__TASK GOAL__
Copy, word for word, the lines from the one containing "Each instance receives exactly one keypoint. Tag the bridge" through the final line, both ends included.

Point labeling samples:
^^^^^^^^
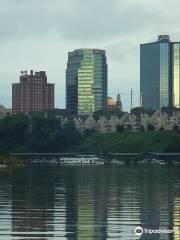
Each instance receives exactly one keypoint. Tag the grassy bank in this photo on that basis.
(131, 142)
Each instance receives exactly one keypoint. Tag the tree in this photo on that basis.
(120, 128)
(150, 127)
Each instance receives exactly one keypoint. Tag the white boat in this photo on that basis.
(3, 165)
(81, 159)
(143, 162)
(117, 162)
(157, 162)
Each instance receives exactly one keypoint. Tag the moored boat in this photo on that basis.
(81, 160)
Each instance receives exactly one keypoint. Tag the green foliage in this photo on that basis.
(20, 133)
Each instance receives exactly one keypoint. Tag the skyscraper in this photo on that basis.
(156, 73)
(33, 93)
(86, 81)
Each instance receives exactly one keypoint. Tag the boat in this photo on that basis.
(81, 160)
(117, 162)
(155, 161)
(143, 162)
(176, 162)
(3, 165)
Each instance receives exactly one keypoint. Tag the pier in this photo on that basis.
(127, 158)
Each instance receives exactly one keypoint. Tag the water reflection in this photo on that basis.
(87, 203)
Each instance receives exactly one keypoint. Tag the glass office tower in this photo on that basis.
(155, 73)
(176, 74)
(86, 81)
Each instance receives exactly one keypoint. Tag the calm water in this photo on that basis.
(87, 203)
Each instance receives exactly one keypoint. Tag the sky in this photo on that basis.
(38, 34)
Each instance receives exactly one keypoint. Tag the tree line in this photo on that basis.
(22, 133)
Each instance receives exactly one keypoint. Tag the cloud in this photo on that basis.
(38, 34)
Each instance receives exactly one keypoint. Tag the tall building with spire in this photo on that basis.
(118, 103)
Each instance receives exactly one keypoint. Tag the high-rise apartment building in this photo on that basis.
(86, 81)
(160, 73)
(33, 93)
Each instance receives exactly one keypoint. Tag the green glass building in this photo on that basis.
(86, 81)
(160, 73)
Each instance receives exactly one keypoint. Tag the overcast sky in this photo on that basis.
(37, 34)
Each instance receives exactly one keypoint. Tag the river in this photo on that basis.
(87, 203)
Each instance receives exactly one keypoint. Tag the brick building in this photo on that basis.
(33, 93)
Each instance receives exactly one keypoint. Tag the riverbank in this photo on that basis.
(141, 142)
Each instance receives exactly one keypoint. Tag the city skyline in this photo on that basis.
(30, 40)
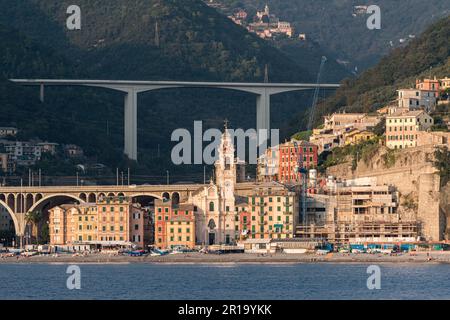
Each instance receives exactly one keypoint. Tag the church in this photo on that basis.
(215, 203)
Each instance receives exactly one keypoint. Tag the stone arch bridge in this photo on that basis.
(18, 201)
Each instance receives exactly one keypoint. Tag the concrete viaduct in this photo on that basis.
(263, 92)
(18, 201)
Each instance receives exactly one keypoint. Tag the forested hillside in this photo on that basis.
(428, 55)
(332, 25)
(118, 40)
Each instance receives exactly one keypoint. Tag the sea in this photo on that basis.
(135, 281)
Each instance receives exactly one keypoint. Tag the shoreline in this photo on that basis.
(236, 259)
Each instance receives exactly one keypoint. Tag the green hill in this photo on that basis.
(118, 40)
(427, 55)
(332, 25)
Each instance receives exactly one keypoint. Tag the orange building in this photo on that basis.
(113, 220)
(429, 85)
(245, 221)
(174, 225)
(288, 159)
(72, 224)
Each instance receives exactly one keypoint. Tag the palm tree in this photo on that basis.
(34, 218)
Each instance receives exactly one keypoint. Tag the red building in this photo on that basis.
(245, 223)
(288, 160)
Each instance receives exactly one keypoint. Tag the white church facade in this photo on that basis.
(216, 221)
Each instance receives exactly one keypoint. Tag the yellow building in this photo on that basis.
(112, 221)
(402, 128)
(174, 225)
(274, 214)
(445, 83)
(114, 213)
(70, 224)
(356, 136)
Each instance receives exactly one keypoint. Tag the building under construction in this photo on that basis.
(358, 214)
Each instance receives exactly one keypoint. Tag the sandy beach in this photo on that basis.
(198, 258)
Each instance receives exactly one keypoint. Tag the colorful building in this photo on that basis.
(356, 136)
(112, 221)
(288, 160)
(73, 224)
(274, 214)
(402, 128)
(174, 225)
(429, 85)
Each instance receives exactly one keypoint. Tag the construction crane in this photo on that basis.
(301, 166)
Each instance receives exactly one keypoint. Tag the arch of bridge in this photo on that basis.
(13, 216)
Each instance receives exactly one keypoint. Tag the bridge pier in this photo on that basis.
(130, 148)
(263, 113)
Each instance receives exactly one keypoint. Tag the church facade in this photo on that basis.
(216, 216)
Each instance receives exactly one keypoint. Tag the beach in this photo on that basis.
^^^^^^^^
__REPLY TO THE EXERCISE__
Each instance receives exactly one keypoint. Tag the bridge pier in this photo on that basis.
(130, 148)
(263, 113)
Each instance receives exactly one keypoint. Tag the church facade in this photo on that basis.
(216, 216)
Each instance receives exactly one keypoint. Tag the beach in this photo on that basis.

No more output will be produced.